* **Deine Aufgaben**:
**1.** Benenne im Text über den Polizeietat „Polizeianwärter“ in „Polizeischüler“ um und gib dabei den Abschnitt zwischen „Sakellariou: 750 Polizeianwärter“ und „die Polizeiautos jährlich.“ wieder, beide eingeschlossen.
**2.** Beantworte kurz diese Fragen zum Text über den Polizeietat:
(a) Wie viel Geld umfasst der Einzelplan des Innenministeriums?
(b) Welche Polizisten bekommen Zusatzurlaub?
(c) Wie viel Treibstoff verbrauchen die Polizeiautos im Jahr?

Sakellariou: 750 Polizeianwärter werden jedes Jahr eingestellt

Nikolaos Sakellariou (SPD) wies auf den hohen Personalanteil am Etat hin. 85 Prozent des 2,6 Milliarden Euro umfassenden Einzelplanes des Innenministeriums entfallen auf Personalkosten, bei der Polizei allein sogar 88,9 Prozent. „Wer gute Arbeit will, muss auch die Mitbestimmung wollen“, begründete der SPD-Innenexperte das neue Landespersonalvertretungsgesetz. Außerdem begrüßte er den Zusatzurlaub für Polizisten über 55 Jahre. Sakellariou verwies auch auf die 750 Polizeianwärter, die vom Land jedes Jahr neu eingestellt werden. Zu den Vorwürfen, der Etat sei zu niedrig, sagte er: „Bisher konnte jede notwendige Dienstfahrt gemacht werden.“ Neun Millionen Liter Treibstoff verbrauchen die Polizeiautos jährlich.

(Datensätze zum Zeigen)

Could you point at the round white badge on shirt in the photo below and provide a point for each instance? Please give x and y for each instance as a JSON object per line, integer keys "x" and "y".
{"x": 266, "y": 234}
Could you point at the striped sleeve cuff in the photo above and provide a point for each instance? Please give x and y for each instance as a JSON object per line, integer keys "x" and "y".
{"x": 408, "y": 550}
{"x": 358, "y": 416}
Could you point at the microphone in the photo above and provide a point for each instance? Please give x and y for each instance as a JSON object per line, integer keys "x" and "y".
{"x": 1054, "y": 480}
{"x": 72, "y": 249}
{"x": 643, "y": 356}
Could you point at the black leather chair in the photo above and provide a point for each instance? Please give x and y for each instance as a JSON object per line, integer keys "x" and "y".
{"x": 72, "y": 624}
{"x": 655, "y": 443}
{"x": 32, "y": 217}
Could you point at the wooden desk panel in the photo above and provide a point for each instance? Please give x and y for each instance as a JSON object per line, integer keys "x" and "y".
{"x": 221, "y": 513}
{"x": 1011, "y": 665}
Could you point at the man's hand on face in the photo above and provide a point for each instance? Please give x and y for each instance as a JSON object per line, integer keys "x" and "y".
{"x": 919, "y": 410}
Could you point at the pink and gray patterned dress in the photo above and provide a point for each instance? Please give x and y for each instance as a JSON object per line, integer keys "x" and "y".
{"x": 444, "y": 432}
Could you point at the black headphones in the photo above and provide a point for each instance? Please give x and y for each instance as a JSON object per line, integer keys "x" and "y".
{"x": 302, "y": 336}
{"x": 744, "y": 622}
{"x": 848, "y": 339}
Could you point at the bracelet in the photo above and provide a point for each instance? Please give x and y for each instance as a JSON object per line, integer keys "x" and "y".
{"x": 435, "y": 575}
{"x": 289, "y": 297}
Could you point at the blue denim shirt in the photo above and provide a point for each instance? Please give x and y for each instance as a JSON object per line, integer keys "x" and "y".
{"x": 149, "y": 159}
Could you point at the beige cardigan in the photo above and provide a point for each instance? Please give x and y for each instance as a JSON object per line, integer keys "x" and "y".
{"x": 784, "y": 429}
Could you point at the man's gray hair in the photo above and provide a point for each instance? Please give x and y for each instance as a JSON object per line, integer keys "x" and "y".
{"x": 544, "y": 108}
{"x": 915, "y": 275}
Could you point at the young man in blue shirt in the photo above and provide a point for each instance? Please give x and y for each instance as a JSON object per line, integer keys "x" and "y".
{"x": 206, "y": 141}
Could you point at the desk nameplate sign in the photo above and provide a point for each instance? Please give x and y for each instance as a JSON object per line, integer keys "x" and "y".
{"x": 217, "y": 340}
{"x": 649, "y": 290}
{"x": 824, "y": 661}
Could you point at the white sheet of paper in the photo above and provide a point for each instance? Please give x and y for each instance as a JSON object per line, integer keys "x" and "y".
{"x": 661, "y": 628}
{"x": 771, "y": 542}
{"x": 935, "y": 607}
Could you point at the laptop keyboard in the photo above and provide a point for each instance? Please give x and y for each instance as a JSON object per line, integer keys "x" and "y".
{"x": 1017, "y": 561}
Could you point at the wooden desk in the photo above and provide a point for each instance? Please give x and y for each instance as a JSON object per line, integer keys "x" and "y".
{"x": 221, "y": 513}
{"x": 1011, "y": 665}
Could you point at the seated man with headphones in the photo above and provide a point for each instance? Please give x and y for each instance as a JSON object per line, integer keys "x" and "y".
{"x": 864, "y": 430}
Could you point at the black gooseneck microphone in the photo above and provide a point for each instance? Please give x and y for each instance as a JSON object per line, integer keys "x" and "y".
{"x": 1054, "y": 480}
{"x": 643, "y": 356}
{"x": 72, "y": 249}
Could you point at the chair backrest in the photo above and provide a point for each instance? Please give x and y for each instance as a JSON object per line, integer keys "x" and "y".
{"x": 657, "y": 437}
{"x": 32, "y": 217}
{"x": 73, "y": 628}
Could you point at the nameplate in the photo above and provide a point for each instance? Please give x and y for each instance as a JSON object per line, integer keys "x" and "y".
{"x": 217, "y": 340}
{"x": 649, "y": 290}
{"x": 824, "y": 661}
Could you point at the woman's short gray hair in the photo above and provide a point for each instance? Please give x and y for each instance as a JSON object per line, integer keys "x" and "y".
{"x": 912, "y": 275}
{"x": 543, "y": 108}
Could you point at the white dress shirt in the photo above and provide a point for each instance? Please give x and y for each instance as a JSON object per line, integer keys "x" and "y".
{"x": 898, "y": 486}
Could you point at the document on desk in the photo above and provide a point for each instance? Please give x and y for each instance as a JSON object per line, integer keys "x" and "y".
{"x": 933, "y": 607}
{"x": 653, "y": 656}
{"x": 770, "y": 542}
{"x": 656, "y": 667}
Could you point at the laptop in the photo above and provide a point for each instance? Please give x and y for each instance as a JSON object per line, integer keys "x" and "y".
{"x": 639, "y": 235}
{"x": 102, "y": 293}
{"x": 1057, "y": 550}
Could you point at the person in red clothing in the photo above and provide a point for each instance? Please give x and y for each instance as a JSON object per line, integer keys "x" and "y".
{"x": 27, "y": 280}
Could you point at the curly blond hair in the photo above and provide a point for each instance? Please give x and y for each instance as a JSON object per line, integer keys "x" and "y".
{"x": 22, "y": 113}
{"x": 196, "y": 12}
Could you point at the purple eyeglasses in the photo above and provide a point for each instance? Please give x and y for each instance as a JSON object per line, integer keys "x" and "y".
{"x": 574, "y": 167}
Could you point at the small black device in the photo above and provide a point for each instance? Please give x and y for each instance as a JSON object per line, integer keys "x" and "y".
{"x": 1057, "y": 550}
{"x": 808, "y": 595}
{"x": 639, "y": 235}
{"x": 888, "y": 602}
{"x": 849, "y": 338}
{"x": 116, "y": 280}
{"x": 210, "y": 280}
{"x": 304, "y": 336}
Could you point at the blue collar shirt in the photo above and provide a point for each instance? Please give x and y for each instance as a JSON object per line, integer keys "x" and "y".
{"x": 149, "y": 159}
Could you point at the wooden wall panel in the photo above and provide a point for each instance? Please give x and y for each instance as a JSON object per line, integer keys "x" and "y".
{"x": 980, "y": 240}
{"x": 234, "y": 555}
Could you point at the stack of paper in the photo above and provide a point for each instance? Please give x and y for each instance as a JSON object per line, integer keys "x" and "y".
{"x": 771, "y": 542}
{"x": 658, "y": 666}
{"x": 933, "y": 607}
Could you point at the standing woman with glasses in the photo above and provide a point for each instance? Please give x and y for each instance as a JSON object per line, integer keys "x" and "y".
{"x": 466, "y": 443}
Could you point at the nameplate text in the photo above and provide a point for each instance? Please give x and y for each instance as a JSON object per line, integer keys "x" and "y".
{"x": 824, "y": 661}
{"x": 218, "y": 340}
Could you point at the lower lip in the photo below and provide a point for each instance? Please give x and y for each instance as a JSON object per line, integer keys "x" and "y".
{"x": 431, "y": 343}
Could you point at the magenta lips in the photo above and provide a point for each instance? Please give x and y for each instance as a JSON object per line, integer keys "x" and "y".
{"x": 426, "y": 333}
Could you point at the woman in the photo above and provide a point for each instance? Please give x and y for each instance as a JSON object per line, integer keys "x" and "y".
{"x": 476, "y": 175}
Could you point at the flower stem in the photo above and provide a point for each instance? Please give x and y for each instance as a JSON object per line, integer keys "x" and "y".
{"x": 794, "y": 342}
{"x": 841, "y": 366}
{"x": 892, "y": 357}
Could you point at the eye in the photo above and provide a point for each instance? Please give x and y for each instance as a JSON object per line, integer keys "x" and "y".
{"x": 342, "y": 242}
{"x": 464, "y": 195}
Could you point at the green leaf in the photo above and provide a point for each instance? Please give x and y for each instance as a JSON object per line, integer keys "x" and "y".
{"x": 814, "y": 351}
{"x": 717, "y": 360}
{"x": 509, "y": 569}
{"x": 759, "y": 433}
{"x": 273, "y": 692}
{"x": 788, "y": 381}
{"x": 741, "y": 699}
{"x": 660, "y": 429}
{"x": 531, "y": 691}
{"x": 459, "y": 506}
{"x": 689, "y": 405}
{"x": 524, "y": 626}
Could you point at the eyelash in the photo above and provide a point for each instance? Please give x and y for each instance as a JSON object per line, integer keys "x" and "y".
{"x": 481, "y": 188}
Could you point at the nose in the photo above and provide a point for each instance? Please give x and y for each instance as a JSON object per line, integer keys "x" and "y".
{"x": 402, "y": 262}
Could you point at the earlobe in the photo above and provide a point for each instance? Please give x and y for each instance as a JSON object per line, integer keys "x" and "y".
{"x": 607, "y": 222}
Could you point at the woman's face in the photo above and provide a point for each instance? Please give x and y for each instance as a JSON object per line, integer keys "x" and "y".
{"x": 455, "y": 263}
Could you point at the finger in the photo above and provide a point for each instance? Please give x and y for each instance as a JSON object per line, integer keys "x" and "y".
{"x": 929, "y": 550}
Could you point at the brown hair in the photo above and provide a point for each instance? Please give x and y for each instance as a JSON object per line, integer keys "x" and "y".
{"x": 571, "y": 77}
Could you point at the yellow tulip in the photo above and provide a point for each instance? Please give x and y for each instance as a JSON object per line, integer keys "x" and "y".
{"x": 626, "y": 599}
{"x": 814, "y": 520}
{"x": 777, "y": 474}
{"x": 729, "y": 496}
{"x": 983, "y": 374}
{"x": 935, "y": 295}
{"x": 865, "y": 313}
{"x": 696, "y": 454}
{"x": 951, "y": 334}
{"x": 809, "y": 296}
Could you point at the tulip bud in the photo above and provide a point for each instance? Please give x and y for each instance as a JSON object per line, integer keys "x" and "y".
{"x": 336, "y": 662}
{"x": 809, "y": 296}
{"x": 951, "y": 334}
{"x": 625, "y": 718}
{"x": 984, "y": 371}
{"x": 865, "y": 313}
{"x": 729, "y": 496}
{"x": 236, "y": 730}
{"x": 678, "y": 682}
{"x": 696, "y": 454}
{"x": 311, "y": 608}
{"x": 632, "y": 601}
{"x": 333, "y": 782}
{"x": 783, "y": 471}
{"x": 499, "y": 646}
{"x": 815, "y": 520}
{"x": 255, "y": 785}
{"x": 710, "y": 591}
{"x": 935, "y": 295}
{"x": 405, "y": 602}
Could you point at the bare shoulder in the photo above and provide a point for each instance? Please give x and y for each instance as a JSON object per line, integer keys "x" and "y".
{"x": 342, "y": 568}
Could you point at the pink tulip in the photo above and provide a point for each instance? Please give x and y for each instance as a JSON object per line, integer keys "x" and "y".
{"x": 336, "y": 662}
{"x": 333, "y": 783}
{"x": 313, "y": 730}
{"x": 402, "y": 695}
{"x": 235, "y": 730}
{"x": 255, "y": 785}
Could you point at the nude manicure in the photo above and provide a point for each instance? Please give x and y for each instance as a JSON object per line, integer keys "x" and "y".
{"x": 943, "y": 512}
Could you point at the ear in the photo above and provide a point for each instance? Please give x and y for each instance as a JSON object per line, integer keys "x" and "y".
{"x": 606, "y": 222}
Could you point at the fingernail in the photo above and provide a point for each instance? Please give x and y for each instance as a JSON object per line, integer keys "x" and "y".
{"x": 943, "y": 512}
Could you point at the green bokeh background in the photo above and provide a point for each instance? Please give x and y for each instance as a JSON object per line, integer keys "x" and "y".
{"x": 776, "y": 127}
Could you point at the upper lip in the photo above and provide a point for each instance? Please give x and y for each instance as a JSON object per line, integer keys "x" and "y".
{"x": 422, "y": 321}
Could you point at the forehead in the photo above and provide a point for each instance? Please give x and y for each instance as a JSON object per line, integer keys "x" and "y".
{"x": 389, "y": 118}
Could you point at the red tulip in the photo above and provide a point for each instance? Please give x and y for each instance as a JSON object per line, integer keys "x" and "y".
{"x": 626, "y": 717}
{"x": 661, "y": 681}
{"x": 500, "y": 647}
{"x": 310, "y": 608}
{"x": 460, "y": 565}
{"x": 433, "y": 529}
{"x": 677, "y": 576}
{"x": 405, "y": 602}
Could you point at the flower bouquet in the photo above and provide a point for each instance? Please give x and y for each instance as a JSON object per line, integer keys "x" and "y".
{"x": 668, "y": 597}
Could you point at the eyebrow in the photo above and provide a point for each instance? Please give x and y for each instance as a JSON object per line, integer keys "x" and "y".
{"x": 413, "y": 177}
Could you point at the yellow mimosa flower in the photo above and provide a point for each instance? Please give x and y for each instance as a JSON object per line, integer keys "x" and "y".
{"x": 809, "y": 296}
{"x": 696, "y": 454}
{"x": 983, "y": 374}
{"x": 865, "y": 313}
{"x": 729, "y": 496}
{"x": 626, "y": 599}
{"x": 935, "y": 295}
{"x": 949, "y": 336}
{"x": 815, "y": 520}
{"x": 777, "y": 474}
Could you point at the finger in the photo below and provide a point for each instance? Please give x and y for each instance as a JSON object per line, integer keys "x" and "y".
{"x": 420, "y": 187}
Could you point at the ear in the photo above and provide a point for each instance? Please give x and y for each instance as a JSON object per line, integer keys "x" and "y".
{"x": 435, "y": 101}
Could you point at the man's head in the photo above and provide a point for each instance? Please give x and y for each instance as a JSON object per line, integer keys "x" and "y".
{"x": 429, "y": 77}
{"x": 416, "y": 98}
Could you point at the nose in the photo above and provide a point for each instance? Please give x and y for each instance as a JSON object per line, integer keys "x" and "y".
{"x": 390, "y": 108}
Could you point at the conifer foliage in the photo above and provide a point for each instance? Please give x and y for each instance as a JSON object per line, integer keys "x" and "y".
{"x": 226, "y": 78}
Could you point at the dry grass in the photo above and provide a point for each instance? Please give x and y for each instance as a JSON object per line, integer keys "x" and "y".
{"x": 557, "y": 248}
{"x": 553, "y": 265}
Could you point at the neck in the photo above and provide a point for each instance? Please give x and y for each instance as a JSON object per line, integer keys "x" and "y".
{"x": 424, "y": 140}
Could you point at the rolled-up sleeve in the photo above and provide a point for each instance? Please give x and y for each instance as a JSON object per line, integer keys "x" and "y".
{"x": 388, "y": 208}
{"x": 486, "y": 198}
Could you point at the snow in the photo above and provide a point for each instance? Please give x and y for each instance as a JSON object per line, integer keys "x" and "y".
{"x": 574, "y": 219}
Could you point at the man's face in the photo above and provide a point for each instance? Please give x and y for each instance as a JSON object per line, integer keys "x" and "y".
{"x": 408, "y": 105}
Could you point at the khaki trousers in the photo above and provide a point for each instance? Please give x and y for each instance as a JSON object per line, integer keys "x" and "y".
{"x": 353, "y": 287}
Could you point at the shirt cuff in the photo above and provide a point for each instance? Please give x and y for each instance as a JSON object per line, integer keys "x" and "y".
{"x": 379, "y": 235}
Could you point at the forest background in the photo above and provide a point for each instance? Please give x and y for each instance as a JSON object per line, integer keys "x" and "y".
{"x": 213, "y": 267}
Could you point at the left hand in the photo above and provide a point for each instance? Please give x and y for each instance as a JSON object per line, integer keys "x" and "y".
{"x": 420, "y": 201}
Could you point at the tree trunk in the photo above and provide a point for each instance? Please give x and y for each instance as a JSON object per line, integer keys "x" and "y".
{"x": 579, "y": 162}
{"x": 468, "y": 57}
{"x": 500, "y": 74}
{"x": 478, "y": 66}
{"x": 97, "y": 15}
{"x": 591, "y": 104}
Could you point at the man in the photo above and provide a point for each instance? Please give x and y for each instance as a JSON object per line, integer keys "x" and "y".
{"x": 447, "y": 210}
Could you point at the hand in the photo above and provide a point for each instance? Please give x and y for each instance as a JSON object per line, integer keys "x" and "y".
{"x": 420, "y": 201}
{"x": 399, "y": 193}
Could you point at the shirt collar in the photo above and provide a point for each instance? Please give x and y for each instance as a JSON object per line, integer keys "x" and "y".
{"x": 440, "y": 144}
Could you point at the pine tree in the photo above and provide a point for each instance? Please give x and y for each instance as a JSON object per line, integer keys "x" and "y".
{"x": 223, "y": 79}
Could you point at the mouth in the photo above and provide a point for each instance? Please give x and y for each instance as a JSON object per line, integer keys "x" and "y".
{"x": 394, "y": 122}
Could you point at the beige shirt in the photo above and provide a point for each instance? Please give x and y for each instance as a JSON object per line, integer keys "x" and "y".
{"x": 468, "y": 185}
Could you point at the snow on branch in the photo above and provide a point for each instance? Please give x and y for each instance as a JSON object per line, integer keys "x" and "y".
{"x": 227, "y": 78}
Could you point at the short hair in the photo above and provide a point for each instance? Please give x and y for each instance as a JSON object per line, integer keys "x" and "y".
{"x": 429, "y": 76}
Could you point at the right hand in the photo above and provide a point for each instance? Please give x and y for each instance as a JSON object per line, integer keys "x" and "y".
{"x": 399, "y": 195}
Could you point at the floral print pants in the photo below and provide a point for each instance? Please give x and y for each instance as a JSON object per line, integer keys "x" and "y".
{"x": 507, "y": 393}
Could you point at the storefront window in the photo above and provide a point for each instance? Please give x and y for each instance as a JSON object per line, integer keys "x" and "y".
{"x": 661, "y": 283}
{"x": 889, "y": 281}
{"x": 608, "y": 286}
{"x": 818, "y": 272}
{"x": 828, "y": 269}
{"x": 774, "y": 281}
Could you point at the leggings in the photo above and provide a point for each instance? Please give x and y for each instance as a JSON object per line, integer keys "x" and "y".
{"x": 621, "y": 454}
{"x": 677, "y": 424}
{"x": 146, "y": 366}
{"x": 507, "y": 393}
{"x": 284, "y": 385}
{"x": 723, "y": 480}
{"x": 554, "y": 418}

* **Antworten**:
**1.**
Sakellariou: 750 Polizeischüler werden jedes Jahr eingestellt

Nikolaos Sakellariou (SPD) wies auf den hohen Personalanteil am Etat hin. 85 Prozent des 2,6 Milliarden Euro umfassenden Einzelplanes des Innenministeriums entfallen auf Personalkosten, bei der Polizei allein sogar 88,9 Prozent. „Wer gute Arbeit will, muss auch die Mitbestimmung wollen“, begründete der SPD-Innenexperte das neue Landespersonalvertretungsgesetz. Außerdem begrüßte er den Zusatzurlaub für Polizisten über 55 Jahre. Sakellariou verwies auch auf die 750 Polizeischüler, die vom Land jedes Jahr neu eingestellt werden. Zu den Vorwürfen, der Etat sei zu niedrig, sagte er: „Bisher konnte jede notwendige Dienstfahrt gemacht werden.“ Neun Millionen Liter Treibstoff verbrauchen die Polizeiautos jährlich.

**2.**
(a) 2,6 Milliarden Euro
(b) Polizisten über 55 Jahre
(c) Neun Millionen Liter